**WORK INSTRUCTION**: The answer should be a faithful retyping of the records that follow, pictures excluded.

Data extracted from a collection
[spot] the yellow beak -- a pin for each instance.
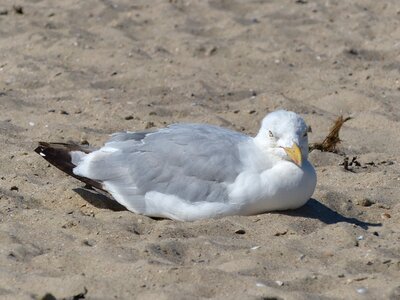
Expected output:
(294, 153)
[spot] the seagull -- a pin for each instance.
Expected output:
(189, 172)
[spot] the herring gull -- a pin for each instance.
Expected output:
(196, 171)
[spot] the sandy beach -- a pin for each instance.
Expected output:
(81, 70)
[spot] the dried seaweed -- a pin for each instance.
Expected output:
(332, 139)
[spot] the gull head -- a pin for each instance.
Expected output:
(284, 133)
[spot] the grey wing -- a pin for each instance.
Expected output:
(191, 161)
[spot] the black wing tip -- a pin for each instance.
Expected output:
(58, 154)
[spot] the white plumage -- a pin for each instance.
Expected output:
(193, 171)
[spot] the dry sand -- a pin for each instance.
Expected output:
(80, 70)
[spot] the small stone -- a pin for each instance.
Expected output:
(365, 202)
(149, 125)
(89, 243)
(280, 233)
(18, 9)
(280, 283)
(361, 290)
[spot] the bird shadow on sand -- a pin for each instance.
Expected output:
(317, 210)
(312, 209)
(99, 200)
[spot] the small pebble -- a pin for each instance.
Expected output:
(259, 284)
(361, 290)
(280, 283)
(365, 202)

**RESPONSE AREA**:
[spot] the yellow beak -- a pin for each instance.
Expected output:
(294, 153)
[spot] the seagull -- a pin for each instance.
Expected output:
(189, 172)
[spot] the herring gull -- a pin for each instance.
Expected output:
(196, 171)
[spot] the sandy beach -- a pin for each instance.
Expected output:
(81, 70)
[spot] the dried seaweed -- a pin for each instance.
Expected output:
(332, 139)
[spot] the gull head -- a pin for each instance.
Expected output:
(284, 133)
[spot] the grey wing -- a pin for each instance.
Expected output:
(191, 161)
[spot] the black wing tip -- a pin for each instance.
Expected output:
(58, 154)
[spot] the white plumage -- a pin for each instance.
Expected output:
(193, 171)
[spot] the dry sand -- a pin for each instance.
Expected output:
(80, 70)
[spot] the small stone -- a pin for each instance.
Expected output:
(365, 202)
(149, 125)
(89, 243)
(280, 233)
(18, 9)
(280, 283)
(361, 290)
[spot] the bird shadow on sand -- a pin for each instance.
Expected output:
(317, 210)
(312, 209)
(99, 200)
[spot] the small pebble -- a pin for each instance.
Expected output:
(259, 284)
(361, 290)
(280, 283)
(365, 202)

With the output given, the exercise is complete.